— Begin —
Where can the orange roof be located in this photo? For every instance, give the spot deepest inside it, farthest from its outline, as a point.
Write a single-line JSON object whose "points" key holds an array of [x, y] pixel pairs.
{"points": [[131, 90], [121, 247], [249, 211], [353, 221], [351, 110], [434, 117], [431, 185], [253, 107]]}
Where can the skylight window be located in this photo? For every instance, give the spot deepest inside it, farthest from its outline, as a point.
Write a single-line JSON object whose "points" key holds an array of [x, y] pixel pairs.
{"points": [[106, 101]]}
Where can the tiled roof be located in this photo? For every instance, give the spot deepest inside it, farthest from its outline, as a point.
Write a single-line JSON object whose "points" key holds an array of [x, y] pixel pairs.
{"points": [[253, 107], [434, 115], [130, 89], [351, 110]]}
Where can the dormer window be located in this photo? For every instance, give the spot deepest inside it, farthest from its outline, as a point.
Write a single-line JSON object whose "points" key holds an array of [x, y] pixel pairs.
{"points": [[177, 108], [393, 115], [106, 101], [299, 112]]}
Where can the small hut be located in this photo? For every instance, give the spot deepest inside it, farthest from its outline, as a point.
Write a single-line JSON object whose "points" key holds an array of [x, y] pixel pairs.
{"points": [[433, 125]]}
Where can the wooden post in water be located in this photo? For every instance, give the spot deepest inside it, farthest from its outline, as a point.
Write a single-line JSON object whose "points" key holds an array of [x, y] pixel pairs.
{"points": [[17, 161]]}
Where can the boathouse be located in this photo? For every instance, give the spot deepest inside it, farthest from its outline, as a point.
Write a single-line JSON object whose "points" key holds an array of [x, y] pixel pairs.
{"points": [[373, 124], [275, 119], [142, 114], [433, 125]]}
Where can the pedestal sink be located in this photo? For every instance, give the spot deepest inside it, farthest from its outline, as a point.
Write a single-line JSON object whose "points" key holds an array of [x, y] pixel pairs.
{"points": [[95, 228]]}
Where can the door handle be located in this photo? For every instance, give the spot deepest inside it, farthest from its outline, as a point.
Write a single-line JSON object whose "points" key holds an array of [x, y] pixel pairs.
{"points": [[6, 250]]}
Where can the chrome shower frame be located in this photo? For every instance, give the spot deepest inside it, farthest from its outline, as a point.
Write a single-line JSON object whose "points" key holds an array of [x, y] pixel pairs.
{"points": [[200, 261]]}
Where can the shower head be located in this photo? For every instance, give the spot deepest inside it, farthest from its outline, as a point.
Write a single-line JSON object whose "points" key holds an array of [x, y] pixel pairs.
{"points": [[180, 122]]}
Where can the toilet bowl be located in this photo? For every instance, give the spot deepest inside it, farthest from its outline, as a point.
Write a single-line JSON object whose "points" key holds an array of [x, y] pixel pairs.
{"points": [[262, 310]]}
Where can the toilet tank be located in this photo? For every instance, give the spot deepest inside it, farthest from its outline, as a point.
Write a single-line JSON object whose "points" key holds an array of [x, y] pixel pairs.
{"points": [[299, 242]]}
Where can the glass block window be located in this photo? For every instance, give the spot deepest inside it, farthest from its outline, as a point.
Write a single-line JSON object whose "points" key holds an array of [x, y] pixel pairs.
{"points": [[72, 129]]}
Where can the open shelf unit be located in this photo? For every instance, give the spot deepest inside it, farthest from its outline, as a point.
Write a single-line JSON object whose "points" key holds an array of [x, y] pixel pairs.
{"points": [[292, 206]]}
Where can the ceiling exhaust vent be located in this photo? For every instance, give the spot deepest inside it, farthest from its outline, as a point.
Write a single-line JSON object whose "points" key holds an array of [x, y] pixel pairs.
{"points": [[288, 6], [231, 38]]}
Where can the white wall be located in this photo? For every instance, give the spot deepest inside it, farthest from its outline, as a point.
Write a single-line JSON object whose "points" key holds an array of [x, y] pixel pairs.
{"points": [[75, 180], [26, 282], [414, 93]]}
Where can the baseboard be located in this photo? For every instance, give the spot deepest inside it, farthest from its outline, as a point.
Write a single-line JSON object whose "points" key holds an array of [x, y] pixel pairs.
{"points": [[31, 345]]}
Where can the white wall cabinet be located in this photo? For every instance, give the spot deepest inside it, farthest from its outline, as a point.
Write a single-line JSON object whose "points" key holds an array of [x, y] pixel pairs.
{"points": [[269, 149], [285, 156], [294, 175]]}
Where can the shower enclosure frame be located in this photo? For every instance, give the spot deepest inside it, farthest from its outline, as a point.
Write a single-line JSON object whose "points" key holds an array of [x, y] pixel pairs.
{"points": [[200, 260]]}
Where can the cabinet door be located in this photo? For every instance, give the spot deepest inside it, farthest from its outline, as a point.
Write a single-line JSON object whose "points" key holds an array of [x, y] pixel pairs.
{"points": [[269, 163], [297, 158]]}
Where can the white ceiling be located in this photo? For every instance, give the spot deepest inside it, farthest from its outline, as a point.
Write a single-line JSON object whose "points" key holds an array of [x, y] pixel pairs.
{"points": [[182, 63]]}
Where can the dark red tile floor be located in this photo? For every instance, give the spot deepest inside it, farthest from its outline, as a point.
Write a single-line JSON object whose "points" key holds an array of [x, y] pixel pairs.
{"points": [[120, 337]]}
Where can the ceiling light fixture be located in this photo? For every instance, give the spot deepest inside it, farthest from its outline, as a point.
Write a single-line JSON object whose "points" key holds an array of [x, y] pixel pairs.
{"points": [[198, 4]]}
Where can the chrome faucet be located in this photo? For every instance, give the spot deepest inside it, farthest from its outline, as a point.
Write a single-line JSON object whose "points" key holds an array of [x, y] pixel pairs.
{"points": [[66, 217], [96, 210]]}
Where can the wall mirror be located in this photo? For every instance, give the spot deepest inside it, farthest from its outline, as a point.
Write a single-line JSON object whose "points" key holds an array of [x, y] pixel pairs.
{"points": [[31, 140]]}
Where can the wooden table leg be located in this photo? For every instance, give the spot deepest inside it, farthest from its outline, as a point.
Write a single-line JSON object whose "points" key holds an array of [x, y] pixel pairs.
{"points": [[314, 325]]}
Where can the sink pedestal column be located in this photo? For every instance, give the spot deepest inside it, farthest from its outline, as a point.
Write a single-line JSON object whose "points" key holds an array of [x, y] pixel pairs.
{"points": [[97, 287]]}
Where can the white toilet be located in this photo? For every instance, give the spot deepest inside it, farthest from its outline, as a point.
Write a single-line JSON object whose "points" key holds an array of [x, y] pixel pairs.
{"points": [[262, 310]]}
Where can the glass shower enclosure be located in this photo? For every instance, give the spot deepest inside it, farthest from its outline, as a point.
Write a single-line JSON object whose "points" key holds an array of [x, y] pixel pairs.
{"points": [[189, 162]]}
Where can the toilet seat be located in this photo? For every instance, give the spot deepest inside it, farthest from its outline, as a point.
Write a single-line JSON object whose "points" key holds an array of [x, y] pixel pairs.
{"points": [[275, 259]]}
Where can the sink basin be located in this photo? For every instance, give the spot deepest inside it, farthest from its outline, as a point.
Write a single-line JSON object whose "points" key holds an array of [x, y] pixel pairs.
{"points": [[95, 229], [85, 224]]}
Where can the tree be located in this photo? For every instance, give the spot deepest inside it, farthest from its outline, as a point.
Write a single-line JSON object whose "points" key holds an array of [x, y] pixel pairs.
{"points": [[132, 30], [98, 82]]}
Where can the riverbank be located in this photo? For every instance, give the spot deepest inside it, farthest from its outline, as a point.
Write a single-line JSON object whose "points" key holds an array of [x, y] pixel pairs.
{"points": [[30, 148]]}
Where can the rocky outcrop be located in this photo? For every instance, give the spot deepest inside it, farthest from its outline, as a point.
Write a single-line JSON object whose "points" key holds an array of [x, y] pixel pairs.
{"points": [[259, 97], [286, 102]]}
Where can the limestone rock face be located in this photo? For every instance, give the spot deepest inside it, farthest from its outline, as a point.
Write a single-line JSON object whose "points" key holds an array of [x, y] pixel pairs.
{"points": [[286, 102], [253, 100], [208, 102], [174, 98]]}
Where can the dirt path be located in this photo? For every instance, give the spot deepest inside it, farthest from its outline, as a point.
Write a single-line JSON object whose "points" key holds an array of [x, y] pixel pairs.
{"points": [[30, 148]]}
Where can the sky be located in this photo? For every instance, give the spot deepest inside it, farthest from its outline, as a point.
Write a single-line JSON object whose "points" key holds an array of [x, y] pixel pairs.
— End —
* [What to do]: Repeat, without changes, every line from the one that contains "Where can the limestone" through the final line of the data.

* [Expected output]:
Where can the limestone rock face be located in this photo? For every instance, give the spot deepest inside it, farthest from its outline, as a point.
Write a single-line JSON object whose "points" key holds an array of [x, y] pixel pairs.
{"points": [[286, 102], [253, 100], [208, 102], [174, 98]]}
Where can the dirt path be located in this photo? For every instance, give the spot deepest inside it, farthest from its outline, as a point.
Write a single-line JSON object whose "points" key holds an array of [x, y] pixel pairs.
{"points": [[30, 148]]}
Where can the sky be located in this photo? For every instance, give the spot deepest inside it, farthest from its outline, as a point.
Write a single-line JSON object whose "points" key holds an array of [x, y] pixel pairs.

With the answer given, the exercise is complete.